*WHAT YOU NEED TO DO*: Could you set down every entry below exactly as it is?

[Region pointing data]
━━━━━━━━━━━━━━━━
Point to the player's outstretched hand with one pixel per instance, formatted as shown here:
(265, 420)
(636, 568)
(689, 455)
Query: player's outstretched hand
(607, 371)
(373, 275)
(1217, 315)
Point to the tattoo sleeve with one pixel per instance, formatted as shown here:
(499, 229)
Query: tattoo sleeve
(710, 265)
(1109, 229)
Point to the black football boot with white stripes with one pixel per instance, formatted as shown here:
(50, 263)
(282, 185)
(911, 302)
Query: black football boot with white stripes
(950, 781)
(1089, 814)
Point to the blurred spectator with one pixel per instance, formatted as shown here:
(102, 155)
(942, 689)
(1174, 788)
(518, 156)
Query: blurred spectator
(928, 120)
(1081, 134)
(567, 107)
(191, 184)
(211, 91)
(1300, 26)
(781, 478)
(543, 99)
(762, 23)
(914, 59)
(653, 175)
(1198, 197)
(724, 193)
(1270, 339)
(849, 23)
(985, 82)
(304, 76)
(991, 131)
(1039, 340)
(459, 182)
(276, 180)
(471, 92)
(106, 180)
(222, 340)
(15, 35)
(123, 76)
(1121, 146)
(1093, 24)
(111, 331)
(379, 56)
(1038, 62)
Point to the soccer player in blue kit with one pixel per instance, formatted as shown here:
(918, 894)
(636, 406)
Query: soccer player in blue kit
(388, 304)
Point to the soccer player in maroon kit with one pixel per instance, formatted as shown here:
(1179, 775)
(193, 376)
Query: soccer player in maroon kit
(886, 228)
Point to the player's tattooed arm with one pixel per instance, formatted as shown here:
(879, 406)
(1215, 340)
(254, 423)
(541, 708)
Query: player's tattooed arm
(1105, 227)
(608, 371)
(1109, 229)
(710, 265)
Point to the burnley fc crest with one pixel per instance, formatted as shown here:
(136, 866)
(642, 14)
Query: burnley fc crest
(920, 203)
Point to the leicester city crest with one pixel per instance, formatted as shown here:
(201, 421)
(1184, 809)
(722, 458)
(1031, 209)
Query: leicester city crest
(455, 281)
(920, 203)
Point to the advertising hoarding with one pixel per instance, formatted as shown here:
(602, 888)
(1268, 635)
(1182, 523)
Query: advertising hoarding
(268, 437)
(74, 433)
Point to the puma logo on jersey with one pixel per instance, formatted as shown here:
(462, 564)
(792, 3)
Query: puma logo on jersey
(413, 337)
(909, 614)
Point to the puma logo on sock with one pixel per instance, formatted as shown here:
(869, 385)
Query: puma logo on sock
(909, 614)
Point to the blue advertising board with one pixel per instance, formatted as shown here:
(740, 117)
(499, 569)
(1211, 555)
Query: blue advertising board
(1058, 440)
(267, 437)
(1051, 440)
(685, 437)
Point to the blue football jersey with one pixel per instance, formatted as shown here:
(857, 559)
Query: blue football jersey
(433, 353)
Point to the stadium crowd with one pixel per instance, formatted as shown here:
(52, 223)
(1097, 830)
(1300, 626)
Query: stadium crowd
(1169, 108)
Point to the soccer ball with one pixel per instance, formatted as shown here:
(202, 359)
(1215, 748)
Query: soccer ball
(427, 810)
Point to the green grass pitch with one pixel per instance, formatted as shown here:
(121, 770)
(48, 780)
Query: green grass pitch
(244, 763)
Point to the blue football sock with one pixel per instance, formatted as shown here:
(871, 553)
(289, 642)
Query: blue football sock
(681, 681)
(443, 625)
━━━━━━━━━━━━━━━━
*ANSWER BOX*:
Point to the player's outstretched hand with one pixel per instance, formatted as shown here:
(265, 420)
(636, 568)
(689, 455)
Query: player's outstretched hand
(607, 371)
(373, 275)
(1217, 315)
Point to the tattoo sleeve with one pixel per instance, formatted as shown here:
(499, 229)
Query: tattoo sleeve
(710, 265)
(1109, 229)
Point to the black football boot with white stripes with one pixel per instance, formatted as shown here:
(50, 263)
(282, 185)
(911, 302)
Query: black football boot with white stripes
(950, 781)
(1089, 814)
Point to the blurred spectator with one pixel per instance, formatted as shown here:
(102, 155)
(942, 689)
(1174, 788)
(518, 156)
Query: blurred spectator
(928, 120)
(1081, 134)
(567, 107)
(191, 184)
(211, 91)
(1300, 26)
(781, 478)
(543, 99)
(762, 23)
(914, 59)
(653, 175)
(1198, 197)
(724, 193)
(1270, 339)
(849, 23)
(985, 82)
(304, 76)
(991, 131)
(1039, 340)
(459, 182)
(276, 180)
(471, 92)
(106, 180)
(222, 340)
(15, 35)
(123, 76)
(1121, 146)
(1093, 24)
(111, 331)
(379, 56)
(1038, 62)
Point to the soccer player in blue kit with one pixel per instance, formatted as shown here:
(918, 894)
(636, 406)
Query: soccer player in blue kit
(388, 304)
Point to the soccer player in maroon kit with one pixel per instance, formatted as shown here:
(1179, 775)
(193, 376)
Query: soccer player in maroon kit
(886, 228)
Point to the player's tattooed arm with one pixel per instance, formatted as shown here:
(879, 406)
(1215, 340)
(254, 423)
(541, 708)
Query: player's tattooed arm
(1105, 227)
(608, 371)
(1109, 229)
(710, 265)
Point to the burnley fc crest with one pixel per instance, formatted as shown here:
(136, 866)
(642, 14)
Query: burnley fc crest
(920, 203)
Point to the leicester city crest with one pixel per instance, formatted as shown here:
(201, 421)
(1184, 809)
(722, 458)
(1031, 209)
Query: leicester city crest
(455, 281)
(920, 203)
Point to the advertising hoarding with one pixel per instance, formatted as shown here:
(602, 888)
(1268, 635)
(1182, 523)
Query: advertising hoarding
(268, 437)
(74, 433)
Point to the puma logo on jersey with one pixel per instance, formatted as shown here:
(462, 564)
(792, 3)
Query: puma logo on jersey
(413, 337)
(909, 614)
Point to the puma logo on sock with one pixel per instance, formatted as shown here:
(869, 385)
Query: puma logo on sock
(909, 614)
Point to the blue advertising board with one pixel per instance, formatted as shown here:
(740, 117)
(499, 569)
(1211, 555)
Query: blue advertising board
(1058, 440)
(267, 437)
(1051, 440)
(685, 437)
Point to the blue football jersey with one pixel per instance, formatted as shown here:
(857, 559)
Query: blue football jersey
(433, 353)
Point to the stadium crowd with one pixel per instance, formatted as shown here:
(52, 223)
(1097, 830)
(1300, 626)
Query: stadium crowd
(1169, 108)
Point to the soccer ball with one pixel per instance, formatted as shown here:
(202, 359)
(1215, 748)
Query: soccer ball
(427, 810)
Point to the green grass pitch with one pixel per instance, formatted as shown here:
(121, 770)
(48, 780)
Query: green grass pitch
(244, 763)
Point to the blue football sock with one pixel per instance, formatted as shown here:
(871, 553)
(289, 642)
Query: blue football sock
(681, 681)
(443, 625)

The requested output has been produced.